▸ **Assignment**: Retype exactly, and only, the lines from the one that contains "Reviewer note: confirm that each instance of the orange" through the final line of the entries.

▸ **Referring expression data**:
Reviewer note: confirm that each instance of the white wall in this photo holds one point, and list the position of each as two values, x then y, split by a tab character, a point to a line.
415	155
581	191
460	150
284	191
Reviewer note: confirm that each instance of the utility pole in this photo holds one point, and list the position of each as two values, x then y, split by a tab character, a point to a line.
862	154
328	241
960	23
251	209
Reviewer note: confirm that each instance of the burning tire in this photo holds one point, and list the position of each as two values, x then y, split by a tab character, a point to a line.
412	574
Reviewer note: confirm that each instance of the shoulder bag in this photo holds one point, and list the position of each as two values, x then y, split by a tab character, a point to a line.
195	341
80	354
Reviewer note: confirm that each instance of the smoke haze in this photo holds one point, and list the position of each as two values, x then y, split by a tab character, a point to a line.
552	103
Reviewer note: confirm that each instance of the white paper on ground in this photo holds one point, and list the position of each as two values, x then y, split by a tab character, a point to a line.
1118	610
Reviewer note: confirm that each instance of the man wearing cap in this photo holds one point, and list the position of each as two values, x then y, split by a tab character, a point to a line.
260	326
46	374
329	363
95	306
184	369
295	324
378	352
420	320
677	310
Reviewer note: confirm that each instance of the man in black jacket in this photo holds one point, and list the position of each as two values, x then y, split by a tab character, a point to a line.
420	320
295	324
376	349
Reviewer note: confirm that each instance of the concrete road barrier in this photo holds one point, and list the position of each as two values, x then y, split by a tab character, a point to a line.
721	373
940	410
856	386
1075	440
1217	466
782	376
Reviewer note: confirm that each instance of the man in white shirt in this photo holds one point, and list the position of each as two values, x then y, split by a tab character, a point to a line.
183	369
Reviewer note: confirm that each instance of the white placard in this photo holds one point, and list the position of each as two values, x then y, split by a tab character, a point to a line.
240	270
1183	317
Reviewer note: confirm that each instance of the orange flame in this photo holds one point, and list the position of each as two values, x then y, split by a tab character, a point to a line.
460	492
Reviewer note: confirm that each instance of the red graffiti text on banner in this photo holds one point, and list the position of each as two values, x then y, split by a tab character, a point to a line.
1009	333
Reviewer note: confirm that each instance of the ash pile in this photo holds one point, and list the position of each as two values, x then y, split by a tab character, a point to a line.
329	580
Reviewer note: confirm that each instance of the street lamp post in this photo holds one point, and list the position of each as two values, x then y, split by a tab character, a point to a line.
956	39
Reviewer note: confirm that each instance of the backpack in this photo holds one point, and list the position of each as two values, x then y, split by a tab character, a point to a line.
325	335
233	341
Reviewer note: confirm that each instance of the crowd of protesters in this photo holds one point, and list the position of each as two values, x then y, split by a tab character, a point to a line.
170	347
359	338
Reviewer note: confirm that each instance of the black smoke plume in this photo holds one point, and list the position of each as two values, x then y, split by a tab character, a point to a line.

▸ **Task solution**:
Reviewer note: confirm that each instance of the orange flame in this photo holds one point, and list the position of each as two values, x then y, split by a tab character, a point to a line.
460	492
Reviewer note: confirm that each instance of the red graffiti text on banner in this photo holds one point, and list the position of each as two values, x then y, split by a tab character, a point to a line.
1009	333
Reviewer note: confirm that each instance of the ash pile in this photo holds one point, and list the position of each as two values, x then y, split by a tab character, a point to a line.
329	580
Reviewer note: confirm that each instance of the street lamp post in this photo holds one point, and list the position of each as two values, x then y, split by a tab character, a point to a line.
956	39
Reviewer note: confirm that each instance of the backpack in this photo holds one point, and list the position of each as two values, x then y, split by a tab character, a point to a line.
325	335
233	341
Reviewer note: confirm that each instance of the crowd of protesters in this photo holds one point, and list the position of each as two values, x then y, split by a tab character, a point to a line.
170	347
359	338
Reviewer note: confirm that each instance of the black smoke plume in this photo holds one point, and list the position of each as two values, x then y, split by a tab character, a point to a line.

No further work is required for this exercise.